• _Exercise materials_
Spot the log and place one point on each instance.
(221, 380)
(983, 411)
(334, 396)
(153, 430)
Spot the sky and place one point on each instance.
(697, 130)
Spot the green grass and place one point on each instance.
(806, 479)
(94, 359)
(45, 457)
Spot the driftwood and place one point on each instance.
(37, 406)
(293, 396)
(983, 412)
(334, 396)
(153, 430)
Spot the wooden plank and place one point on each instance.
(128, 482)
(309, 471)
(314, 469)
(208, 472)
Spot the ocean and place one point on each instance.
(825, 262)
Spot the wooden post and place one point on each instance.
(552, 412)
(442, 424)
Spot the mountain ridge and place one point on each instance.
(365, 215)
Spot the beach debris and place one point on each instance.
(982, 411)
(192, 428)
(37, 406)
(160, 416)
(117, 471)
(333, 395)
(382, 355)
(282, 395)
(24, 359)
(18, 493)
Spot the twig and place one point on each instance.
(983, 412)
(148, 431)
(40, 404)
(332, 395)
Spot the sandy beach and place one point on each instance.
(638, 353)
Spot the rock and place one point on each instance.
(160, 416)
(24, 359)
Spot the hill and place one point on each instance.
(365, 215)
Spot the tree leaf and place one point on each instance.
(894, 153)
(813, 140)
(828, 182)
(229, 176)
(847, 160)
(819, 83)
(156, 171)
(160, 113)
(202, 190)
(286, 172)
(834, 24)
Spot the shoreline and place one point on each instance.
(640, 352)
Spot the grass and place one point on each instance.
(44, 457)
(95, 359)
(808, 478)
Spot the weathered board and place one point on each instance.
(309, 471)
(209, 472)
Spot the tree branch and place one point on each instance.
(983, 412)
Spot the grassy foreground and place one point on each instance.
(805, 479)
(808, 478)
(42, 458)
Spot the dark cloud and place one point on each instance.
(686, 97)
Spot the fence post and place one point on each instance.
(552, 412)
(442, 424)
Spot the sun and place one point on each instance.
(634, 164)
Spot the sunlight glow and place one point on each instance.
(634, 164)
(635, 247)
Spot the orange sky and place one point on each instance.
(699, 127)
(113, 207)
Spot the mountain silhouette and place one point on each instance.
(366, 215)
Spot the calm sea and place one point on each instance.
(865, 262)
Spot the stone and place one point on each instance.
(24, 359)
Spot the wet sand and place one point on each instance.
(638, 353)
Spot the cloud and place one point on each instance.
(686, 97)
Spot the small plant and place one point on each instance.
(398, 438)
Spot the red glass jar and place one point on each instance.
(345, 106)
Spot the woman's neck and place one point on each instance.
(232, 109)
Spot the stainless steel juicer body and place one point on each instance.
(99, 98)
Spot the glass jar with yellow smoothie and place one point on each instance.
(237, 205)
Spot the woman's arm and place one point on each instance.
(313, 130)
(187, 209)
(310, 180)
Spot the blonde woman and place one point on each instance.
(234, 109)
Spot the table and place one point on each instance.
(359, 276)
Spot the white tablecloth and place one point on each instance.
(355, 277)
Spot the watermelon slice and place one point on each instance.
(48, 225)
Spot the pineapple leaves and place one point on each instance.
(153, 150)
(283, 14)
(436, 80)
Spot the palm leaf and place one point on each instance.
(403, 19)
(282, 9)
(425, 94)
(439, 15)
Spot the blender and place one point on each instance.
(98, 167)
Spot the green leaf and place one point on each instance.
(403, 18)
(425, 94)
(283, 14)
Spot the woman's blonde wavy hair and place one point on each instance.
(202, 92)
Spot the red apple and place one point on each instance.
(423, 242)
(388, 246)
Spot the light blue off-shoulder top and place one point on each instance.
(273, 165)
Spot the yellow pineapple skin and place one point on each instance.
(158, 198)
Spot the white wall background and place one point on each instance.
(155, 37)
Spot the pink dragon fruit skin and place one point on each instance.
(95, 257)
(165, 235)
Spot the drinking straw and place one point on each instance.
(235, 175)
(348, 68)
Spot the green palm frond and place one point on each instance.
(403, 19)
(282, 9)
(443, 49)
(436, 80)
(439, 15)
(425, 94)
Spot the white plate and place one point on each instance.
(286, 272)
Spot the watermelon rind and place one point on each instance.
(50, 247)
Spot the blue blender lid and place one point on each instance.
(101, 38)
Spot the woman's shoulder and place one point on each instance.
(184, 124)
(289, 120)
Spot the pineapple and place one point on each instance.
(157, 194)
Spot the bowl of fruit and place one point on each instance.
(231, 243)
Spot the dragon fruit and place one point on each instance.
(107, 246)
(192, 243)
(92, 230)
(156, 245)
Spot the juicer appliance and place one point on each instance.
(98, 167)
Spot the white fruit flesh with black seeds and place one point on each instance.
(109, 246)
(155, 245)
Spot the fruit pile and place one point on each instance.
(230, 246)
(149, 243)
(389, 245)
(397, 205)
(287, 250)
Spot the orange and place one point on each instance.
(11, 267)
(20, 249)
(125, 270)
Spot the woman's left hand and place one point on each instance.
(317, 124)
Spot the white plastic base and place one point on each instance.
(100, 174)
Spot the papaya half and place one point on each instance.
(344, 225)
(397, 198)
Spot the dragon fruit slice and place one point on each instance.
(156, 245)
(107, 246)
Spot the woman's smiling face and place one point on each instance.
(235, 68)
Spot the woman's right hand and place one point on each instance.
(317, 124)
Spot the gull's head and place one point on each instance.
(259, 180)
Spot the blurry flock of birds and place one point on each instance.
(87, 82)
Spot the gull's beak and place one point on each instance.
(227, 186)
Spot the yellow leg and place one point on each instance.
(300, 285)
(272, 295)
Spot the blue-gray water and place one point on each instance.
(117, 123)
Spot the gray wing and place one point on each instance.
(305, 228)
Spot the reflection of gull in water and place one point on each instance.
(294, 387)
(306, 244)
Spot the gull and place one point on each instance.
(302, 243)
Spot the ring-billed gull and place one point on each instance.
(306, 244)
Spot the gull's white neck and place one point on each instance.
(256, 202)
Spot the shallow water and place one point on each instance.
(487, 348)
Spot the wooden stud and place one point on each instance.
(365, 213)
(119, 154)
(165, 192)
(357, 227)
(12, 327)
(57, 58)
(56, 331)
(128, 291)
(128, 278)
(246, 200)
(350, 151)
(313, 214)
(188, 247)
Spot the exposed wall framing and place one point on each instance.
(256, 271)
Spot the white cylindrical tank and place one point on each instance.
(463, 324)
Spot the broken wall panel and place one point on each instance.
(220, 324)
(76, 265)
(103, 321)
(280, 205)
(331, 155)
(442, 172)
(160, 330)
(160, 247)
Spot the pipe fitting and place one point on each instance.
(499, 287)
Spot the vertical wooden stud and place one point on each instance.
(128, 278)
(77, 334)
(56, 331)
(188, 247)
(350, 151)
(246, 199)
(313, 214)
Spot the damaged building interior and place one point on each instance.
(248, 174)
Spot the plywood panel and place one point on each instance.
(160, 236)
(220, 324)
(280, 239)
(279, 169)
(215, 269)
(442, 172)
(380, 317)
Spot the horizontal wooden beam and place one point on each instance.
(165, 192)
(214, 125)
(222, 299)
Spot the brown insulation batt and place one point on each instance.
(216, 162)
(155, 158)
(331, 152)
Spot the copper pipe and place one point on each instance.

• _Exercise details_
Repeat every item above, swapping "each instance" for "every instance" and changing nothing else.

• _Written solution_
Spot the log and place one point on every instance.
(221, 380)
(983, 411)
(334, 396)
(153, 430)
Spot the sky and place one point on every instance.
(697, 130)
Spot the green grass and place one point on every instance.
(806, 479)
(94, 359)
(45, 457)
Spot the driftwood and place one point on every instance.
(37, 406)
(293, 396)
(983, 412)
(334, 396)
(153, 430)
Spot the wooden plank and place one point on every instance.
(128, 482)
(309, 471)
(314, 469)
(208, 472)
Spot the ocean and place one point on every instance.
(825, 262)
Spot the wooden post and place one point on every instance.
(552, 412)
(442, 424)
Spot the mountain ridge and place one point on every instance.
(365, 215)
Spot the beach debris and place one point on every instance.
(982, 411)
(192, 428)
(37, 406)
(160, 416)
(117, 471)
(333, 395)
(382, 355)
(282, 395)
(24, 359)
(18, 493)
Spot the twig and place one point on every instance.
(983, 412)
(148, 431)
(40, 404)
(332, 395)
Spot the sandy beach and place one point on every instance.
(638, 353)
Spot the rock and place one point on every instance.
(160, 416)
(24, 359)
Spot the hill and place one point on every instance.
(365, 215)
Spot the tree leaf and place one point on every instance.
(894, 153)
(813, 140)
(828, 182)
(229, 176)
(847, 160)
(819, 83)
(156, 171)
(160, 113)
(202, 190)
(286, 172)
(834, 24)
Spot the shoreline and place one point on every instance.
(640, 352)
Spot the grass and place one point on every instance.
(44, 457)
(95, 359)
(808, 478)
Spot the weathered board and place one point on every instance.
(309, 471)
(209, 472)
Spot the tree branch and place one point on every instance.
(983, 412)
Spot the grassy foreground and place one point on every instance.
(805, 479)
(808, 478)
(42, 458)
Spot the dark cloud and place one point on every instance.
(686, 97)
Spot the fence post and place one point on every instance.
(552, 412)
(442, 424)
Spot the sun and place one point on every instance.
(634, 164)
Spot the sunlight glow and place one point on every instance.
(634, 164)
(635, 247)
Spot the orange sky and place one point on every instance.
(699, 127)
(113, 207)
Spot the mountain silhouette and place one point on every instance.
(366, 215)
Spot the calm sea and place one point on every instance.
(865, 262)
Spot the stone and place one point on every instance.
(24, 359)
Spot the wet sand and place one point on every instance.
(638, 353)
Spot the cloud and place one point on every instance.
(686, 97)
Spot the small plant and place one point on every instance.
(398, 438)
Spot the red glass jar and place one point on every instance.
(345, 106)
Spot the woman's neck and place one point on every instance.
(232, 109)
Spot the stainless steel juicer body and place one point on every instance.
(99, 98)
Spot the glass jar with yellow smoothie and place one point on every instance.
(237, 205)
Spot the woman's arm and place one point on every instance.
(313, 130)
(187, 209)
(310, 180)
Spot the blonde woman and place one point on every instance.
(234, 109)
Spot the table and place one point on every instance.
(359, 276)
Spot the white tablecloth and place one point on every instance.
(355, 277)
Spot the watermelon slice and place one point on every instance.
(48, 225)
Spot the pineapple leaves and place one point on every instance.
(153, 150)
(283, 14)
(436, 80)
Spot the palm leaf and place one point on every instance.
(403, 19)
(282, 9)
(425, 94)
(439, 15)
Spot the blender and place one point on every instance.
(98, 167)
Spot the green leaf and place one point on every instance.
(403, 18)
(425, 94)
(283, 14)
Spot the woman's blonde wavy hair and place one point on every instance.
(202, 92)
Spot the red apple and place one point on every instance.
(423, 242)
(388, 246)
Spot the light blue off-shoulder top and place one point on every instance.
(273, 165)
Spot the yellow pineapple skin and place one point on every instance.
(158, 198)
Spot the white wall background and place one point on every instance.
(155, 37)
Spot the pink dragon fruit skin and place one point on every instance.
(95, 257)
(165, 235)
Spot the drinking straw and place one point on every instance.
(235, 175)
(348, 68)
Spot the green palm frond and place one point on every instance.
(403, 19)
(282, 9)
(443, 49)
(436, 80)
(439, 15)
(425, 94)
Spot the white plate and place one point on every instance.
(286, 272)
Spot the watermelon rind and place one point on every instance.
(50, 247)
Spot the blue blender lid and place one point on every instance.
(101, 38)
Spot the woman's shoulder and place one point on every instance.
(184, 124)
(289, 120)
Spot the pineapple and place one point on every instance.
(157, 194)
Spot the bowl of fruit and place one point on every instance.
(231, 243)
Spot the dragon fruit and place one point on every instance.
(107, 246)
(192, 243)
(92, 230)
(156, 245)
Spot the juicer appliance and place one point on every instance.
(98, 167)
Spot the white fruit flesh with black seeds and place one point on every instance.
(109, 246)
(155, 245)
Spot the fruit pile and place one point on every instance.
(230, 246)
(149, 243)
(389, 245)
(397, 205)
(287, 250)
Spot the orange and place one point on every instance.
(11, 267)
(20, 249)
(125, 270)
Spot the woman's left hand and place one point on every instance.
(317, 124)
Spot the white plastic base and place one point on every instance.
(100, 174)
Spot the papaya half and place one point on every instance.
(344, 225)
(397, 198)
Spot the dragon fruit slice and place one point on every instance.
(156, 245)
(107, 246)
Spot the woman's smiling face and place one point on every instance.
(235, 68)
Spot the woman's right hand and place one point on every instance.
(317, 124)
Spot the gull's head and place one point on every instance.
(259, 180)
Spot the blurry flock of birds and place one point on every instance.
(87, 82)
Spot the gull's beak and place one point on every instance.
(227, 186)
Spot the yellow leg and place one point on every instance.
(300, 285)
(272, 295)
Spot the blue-gray water and place one point on every instance.
(117, 123)
Spot the gray wing and place one point on every instance.
(305, 228)
Spot the reflection of gull in water and place one point on every instance.
(294, 387)
(306, 244)
Spot the gull and place one point on every instance.
(302, 243)
Spot the ring-billed gull and place one point on every instance.
(306, 244)
Spot the gull's white neck and place one point on every instance.
(256, 202)
Spot the shallow water and place one point on every instance.
(487, 348)
Spot the wooden stud and place one point on every instance.
(365, 213)
(119, 154)
(165, 192)
(357, 227)
(12, 327)
(57, 58)
(56, 331)
(128, 291)
(128, 278)
(246, 200)
(350, 151)
(313, 214)
(188, 247)
Spot the exposed wall framing and place one point on every instance.
(256, 271)
Spot the white cylindrical tank and place one point on every instance.
(463, 324)
Spot the broken wall panel and place one point on every instance.
(220, 324)
(76, 265)
(103, 321)
(280, 205)
(331, 155)
(442, 172)
(160, 330)
(160, 247)
Spot the pipe fitting and place one point on every instance.
(499, 287)
Spot the vertical wooden stud and place one point on every instance.
(128, 278)
(77, 334)
(56, 331)
(188, 247)
(350, 151)
(246, 199)
(313, 214)
Spot the damaged building interior and place one point on every instance.
(248, 174)
Spot the plywood panel and place one point on every instance.
(160, 236)
(220, 324)
(280, 239)
(279, 169)
(215, 269)
(442, 172)
(380, 317)
Spot the horizontal wooden beam and place one point on every instance.
(165, 192)
(214, 125)
(222, 299)
Spot the brown insulation batt and place one point on every instance.
(216, 162)
(155, 158)
(331, 152)
Spot the copper pipe and place one point on every instance.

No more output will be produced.